## Material:
+===+

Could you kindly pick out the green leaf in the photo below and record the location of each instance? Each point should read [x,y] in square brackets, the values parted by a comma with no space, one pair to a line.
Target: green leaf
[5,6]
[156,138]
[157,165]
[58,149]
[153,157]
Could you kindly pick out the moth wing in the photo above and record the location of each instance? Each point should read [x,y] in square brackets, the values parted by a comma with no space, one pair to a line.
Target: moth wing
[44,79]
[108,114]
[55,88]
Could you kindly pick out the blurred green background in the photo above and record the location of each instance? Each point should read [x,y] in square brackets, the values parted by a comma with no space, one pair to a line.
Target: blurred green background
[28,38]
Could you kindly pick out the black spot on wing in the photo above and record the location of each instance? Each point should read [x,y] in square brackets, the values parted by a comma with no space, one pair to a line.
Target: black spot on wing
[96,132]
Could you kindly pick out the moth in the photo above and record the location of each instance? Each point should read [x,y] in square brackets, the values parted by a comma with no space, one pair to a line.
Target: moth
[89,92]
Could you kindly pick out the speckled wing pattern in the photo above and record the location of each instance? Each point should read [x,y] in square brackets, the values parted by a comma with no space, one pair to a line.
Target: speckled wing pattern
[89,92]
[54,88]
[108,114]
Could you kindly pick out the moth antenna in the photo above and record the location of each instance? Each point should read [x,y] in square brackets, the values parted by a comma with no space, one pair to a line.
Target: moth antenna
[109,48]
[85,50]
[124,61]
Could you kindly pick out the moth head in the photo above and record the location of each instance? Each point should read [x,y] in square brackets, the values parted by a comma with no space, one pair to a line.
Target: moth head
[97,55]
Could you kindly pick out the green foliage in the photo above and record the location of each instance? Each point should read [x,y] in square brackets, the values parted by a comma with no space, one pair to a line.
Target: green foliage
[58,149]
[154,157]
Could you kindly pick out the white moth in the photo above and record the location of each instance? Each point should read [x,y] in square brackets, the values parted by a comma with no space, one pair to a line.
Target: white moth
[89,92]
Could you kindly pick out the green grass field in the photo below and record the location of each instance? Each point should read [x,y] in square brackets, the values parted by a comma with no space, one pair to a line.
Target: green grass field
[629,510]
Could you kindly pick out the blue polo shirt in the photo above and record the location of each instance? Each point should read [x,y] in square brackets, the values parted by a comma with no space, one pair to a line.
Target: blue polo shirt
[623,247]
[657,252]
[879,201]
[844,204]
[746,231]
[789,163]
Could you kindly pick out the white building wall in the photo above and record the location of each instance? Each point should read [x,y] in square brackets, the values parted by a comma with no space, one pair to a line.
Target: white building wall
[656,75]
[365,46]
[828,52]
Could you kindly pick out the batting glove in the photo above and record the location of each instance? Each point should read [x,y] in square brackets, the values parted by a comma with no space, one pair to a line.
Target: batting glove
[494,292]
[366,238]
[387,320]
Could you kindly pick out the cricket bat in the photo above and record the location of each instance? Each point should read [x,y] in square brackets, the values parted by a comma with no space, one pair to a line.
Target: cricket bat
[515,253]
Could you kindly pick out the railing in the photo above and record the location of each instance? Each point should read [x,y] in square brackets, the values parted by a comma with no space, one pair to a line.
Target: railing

+===+

## What you need to do:
Repeat the material above in full, quoting it exactly.

## Task response:
Could you kindly pick out the green leaf in the photo below and record the location of each instance? Each point should read [x,y] in square brackets, the values parted by a comma with no space, one pair to a line.
Target: green leaf
[5,6]
[156,138]
[157,165]
[58,149]
[153,157]
Could you kindly pick out the moth wing in the photo above and record the location of each instance? Each point should read [x,y] in square brackets, the values parted by a comma with no space, one pair to a line.
Target: moth wing
[44,79]
[108,114]
[55,88]
Could you kindly pick out the blurred green background in the photo above and record the location of each instance? Each point should read [x,y] in square brackets, the values parted by a comma with no space, one pair to a line.
Target: blurred green background
[28,38]
Could you kindly pick out the black spot on wing in the photo above and record the location of each instance? Each point should read [x,y] in square brackets, the values parted by a comma with no space, one pair to a line.
Target: black spot on wing
[96,132]
Could you kindly pick out the moth in the photo above and record the location of each instance? Each point should read [x,y] in square brackets, the values parted by a comma with no space, one pair to a line.
Target: moth
[89,92]
Could you kindly pick out the speckled wing pattern in the photo above and record the location of each instance? Each point should read [x,y] in square brackets, the values parted by a comma with no space, one pair to a line.
Target: speckled wing pattern
[89,92]
[54,88]
[108,114]
Could you kindly pick out the moth antenna in the photo above and record the location of each instance? Each point should read [x,y] in square brackets, the values parted by a comma with no space, one pair to a line.
Target: moth antenna
[109,48]
[85,50]
[124,61]
Could you kindly pick out the moth head in the photo above and record the location of each instance? Each point should read [x,y] in square brackets, the values parted by a comma with no space, one pair to a line.
Target: moth head
[97,55]
Could you kindly pick out the green foliage in the photo above and record the location of each instance? Each point should read [x,y] in square brackets, the values parted by a comma with no space, one pair to a line.
Target: green foliage
[58,149]
[154,157]
Could you kindly pick out the white moth in the photo above and record the location of each instance? Each point should read [x,y] in square brackets, the values parted by a comma with no space, one pair to a line.
Target: white moth
[89,92]
Could you kindly pick out the green grass field in the photo below and record the location of each instance? Each point should read [x,y] in square brackets, the values parted by a comma with no space, one pair to a line.
Target: green grass field
[629,510]
Could you kindly pick out the blue polo shirt in the photo above and record the location of each instance? Each point should read [x,y] in square brackets, the values parted by a comma with no space, one pair to a line.
Target: blue polo shirt
[623,247]
[657,252]
[879,201]
[844,204]
[746,231]
[789,163]
Could you kindly pick out the white building wall in the photo above and record the location of each instance? Each point should read [x,y] in square brackets, the values parted by a comma with no space, one pair to a line.
Target: white building wall
[656,75]
[365,46]
[828,52]
Could you kindly pick out the batting glove in the photo above and record the location of each instance? Each point should read [x,y] in square brackets, the values parted by a comma with no space, one pair to a line.
Target: batting glove
[494,292]
[366,238]
[387,320]
Could you kindly pick out the cricket bat in the photo above and record the location of each instance? Each point should read [x,y] in square brackets, the values parted by a comma with no space, one pair to a line.
Target: cricket bat
[515,253]
Could you kindly pick out the railing in the photo above and record the location of each instance? Each point should read [x,y] in square brackets, the values parted by a comma with no space, one pair to a line.
Target: railing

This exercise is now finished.